What is asked: Leave out the pictures and return every entry exactly as it appears.

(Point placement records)

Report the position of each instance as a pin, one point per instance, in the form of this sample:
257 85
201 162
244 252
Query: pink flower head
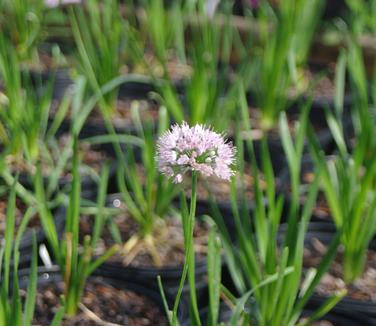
197 148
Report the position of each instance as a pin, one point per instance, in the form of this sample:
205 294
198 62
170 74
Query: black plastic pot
52 275
170 275
325 232
60 79
345 318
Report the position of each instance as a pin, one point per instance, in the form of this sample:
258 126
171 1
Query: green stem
191 253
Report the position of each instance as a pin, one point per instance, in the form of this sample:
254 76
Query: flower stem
190 254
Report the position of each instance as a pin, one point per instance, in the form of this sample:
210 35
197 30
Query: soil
100 302
362 289
168 240
323 85
122 117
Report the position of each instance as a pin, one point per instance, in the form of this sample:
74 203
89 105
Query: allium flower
197 148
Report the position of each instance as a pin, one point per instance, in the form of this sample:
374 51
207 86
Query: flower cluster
197 148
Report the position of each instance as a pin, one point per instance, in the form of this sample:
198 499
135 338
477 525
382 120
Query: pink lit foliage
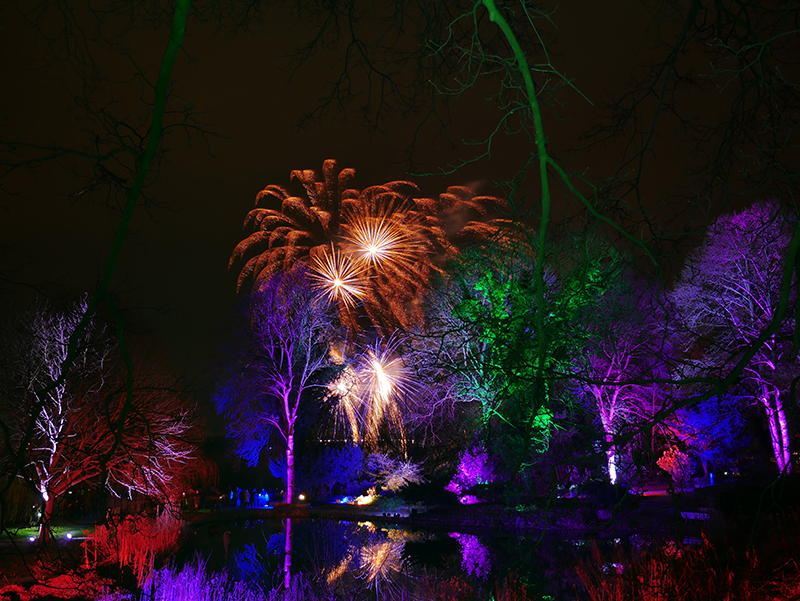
475 557
728 296
474 467
677 464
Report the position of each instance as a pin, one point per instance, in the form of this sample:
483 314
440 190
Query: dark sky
175 259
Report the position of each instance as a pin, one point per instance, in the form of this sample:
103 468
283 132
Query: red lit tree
84 431
728 295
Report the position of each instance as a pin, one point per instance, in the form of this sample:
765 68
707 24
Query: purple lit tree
728 295
624 351
286 349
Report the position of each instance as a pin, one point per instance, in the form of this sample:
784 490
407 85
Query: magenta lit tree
286 348
727 296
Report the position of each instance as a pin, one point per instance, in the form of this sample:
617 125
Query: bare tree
729 292
74 432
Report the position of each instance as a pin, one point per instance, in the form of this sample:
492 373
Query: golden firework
341 278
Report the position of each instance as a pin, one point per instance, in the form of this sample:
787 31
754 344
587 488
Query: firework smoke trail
385 383
346 389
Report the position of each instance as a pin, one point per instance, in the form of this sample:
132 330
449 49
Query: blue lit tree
714 430
280 364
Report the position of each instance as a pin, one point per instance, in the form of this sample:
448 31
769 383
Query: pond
373 560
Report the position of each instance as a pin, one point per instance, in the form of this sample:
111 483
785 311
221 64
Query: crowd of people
214 499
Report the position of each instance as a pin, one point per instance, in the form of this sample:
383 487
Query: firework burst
381 562
385 385
391 232
340 278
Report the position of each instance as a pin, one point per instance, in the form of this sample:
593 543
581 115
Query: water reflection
365 560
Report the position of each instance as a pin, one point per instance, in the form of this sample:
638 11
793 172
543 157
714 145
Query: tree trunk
611 450
287 556
778 430
289 468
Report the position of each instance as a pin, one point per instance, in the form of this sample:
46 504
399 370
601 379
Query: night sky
173 269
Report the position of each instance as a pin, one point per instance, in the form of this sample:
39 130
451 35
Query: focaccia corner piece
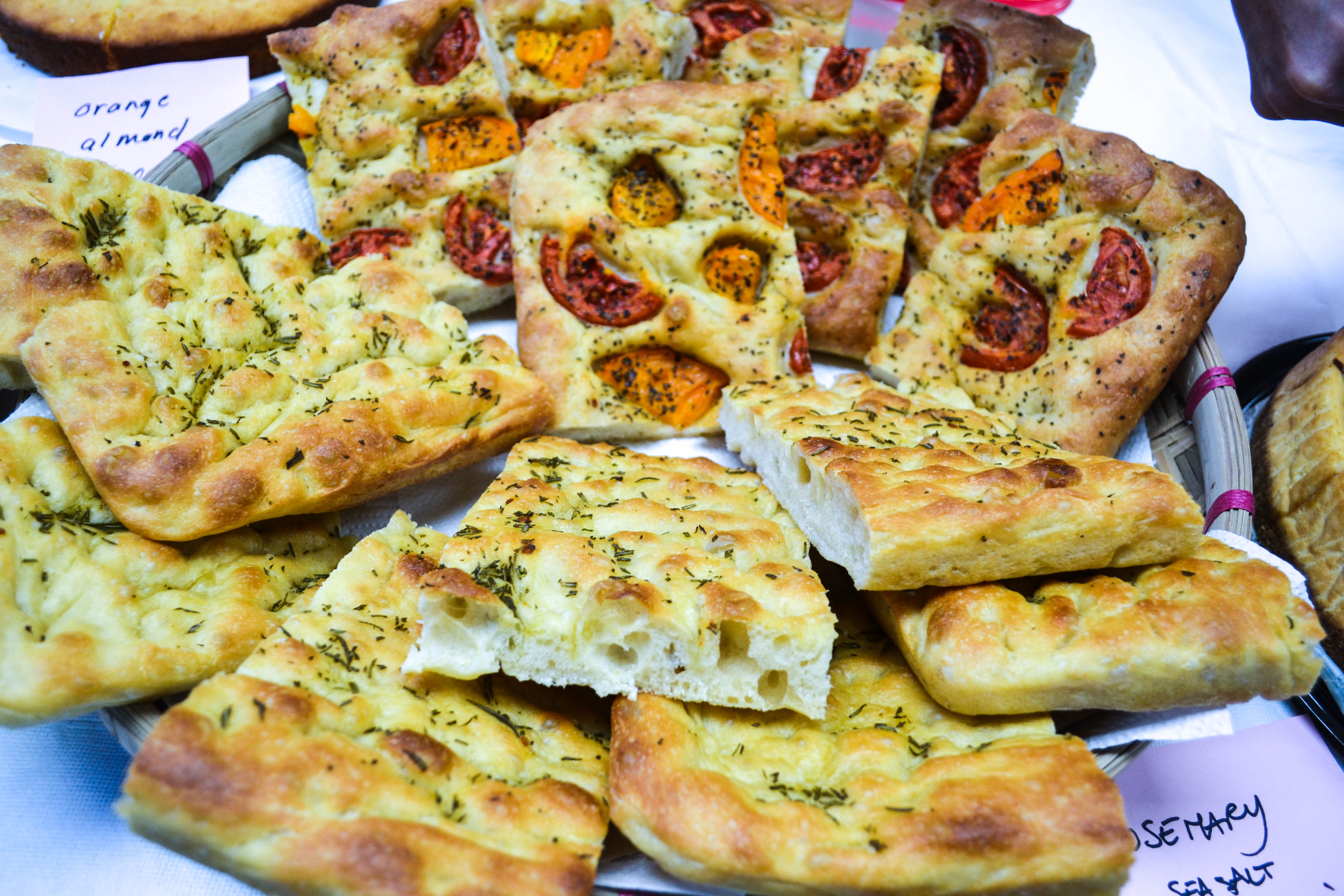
557 53
596 566
888 794
409 140
94 616
654 260
321 769
202 396
907 492
1210 629
1072 288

Written response:
Report the position of each instance as a pin, one point per instance, in the form of this sample:
257 85
201 162
244 252
Query: pink flower head
197 148
Report the position of each instance as a pin, one point per instance, in the form of this sample:
205 294
198 62
170 74
Query: black plastic pot
52 275
170 275
325 232
60 79
345 318
Report the position of each instance as a pin, one point per instance, in the form of this sample:
258 126
171 1
Query: green stem
191 253
Report the position of each instance as a pin, one point per instance, in the form of this sample:
254 76
Query: flower stem
190 254
Report the position of each instance as a pin, one point per instance, in the form of this sample:
210 35
197 30
Query: soil
100 302
362 289
168 240
323 85
122 117
Report the position of each instance as a pin, one point per instance, in the form of this sample:
74 203
89 105
Query: allium flower
197 148
Report the position of each instance as a pin, one point per instance, in the form of this sample:
374 51
207 86
Query: flower cluster
197 148
Report the position of each instance as a pin, one point per instance, in the form of this sample:
198 499
135 338
477 525
382 120
Query: pink lit foliage
475 557
728 296
474 467
677 464
Report the position of each instance as a pin, one point per instance, in the form of this sample:
483 314
440 190
Query: dark sky
175 259
Report the position of each instance as a pin, one point per instance, in the form of this sample:
103 468
283 132
Query: red lit tree
84 431
728 295
Report the position of each instance as a pin, one point per instance, in the form of this sample:
765 68
707 24
Query: purple lit tree
728 295
624 351
286 349
Report the position of each instance as a pin, one point per instance, in the form of this sample:
784 490
407 85
Query: magenta lit tree
286 348
727 296
Report the position of each instance as a pin, one point per instance, in the form of this sample:
617 125
Query: bare tree
729 292
74 432
Report the position of each instance as a pin, one point per instance, in the form of this sample:
492 373
Query: golden firework
341 278
Report the position of each instance as a pin, one point per instance, in the form of this sample:
787 31
754 344
587 488
Query: firework smoke trail
385 383
346 389
Report the position of each instance as a pin, one point per instance, in the form of this sample:
132 330
449 49
Query: blue lit tree
714 430
280 364
Report the position of each instance as a pin, one point per instance, in the form of this sample:
448 31
769 383
Query: pond
373 560
Report the position of each instance as a pin, one point per instance, in the form of this sample:
111 483
785 311
221 64
Query: crowd of people
214 499
Report the position of each instance as a pin, one point per instance, in the form of this sample:
383 487
Query: firework burst
381 562
385 385
391 232
340 278
Report the position of each instance as a pin, one point per instance, in the form of this sample:
593 543
581 115
Query: water reflection
365 560
Report the position of each instance as a pin, one point per instance, in the form of this sample:
638 11
793 172
543 157
714 145
Query: tree trunk
611 450
287 556
778 430
289 468
Report the position of each instance as a pin, one point per instance, in the form of this sample:
46 504
399 370
601 379
Query: night sky
173 269
Report the position of each instance as a pin, one point per instance, in the form of this sample:
39 130
451 35
Query: focaccia corner piece
557 53
596 566
888 794
409 140
94 616
654 260
321 769
202 396
907 492
1210 629
1072 288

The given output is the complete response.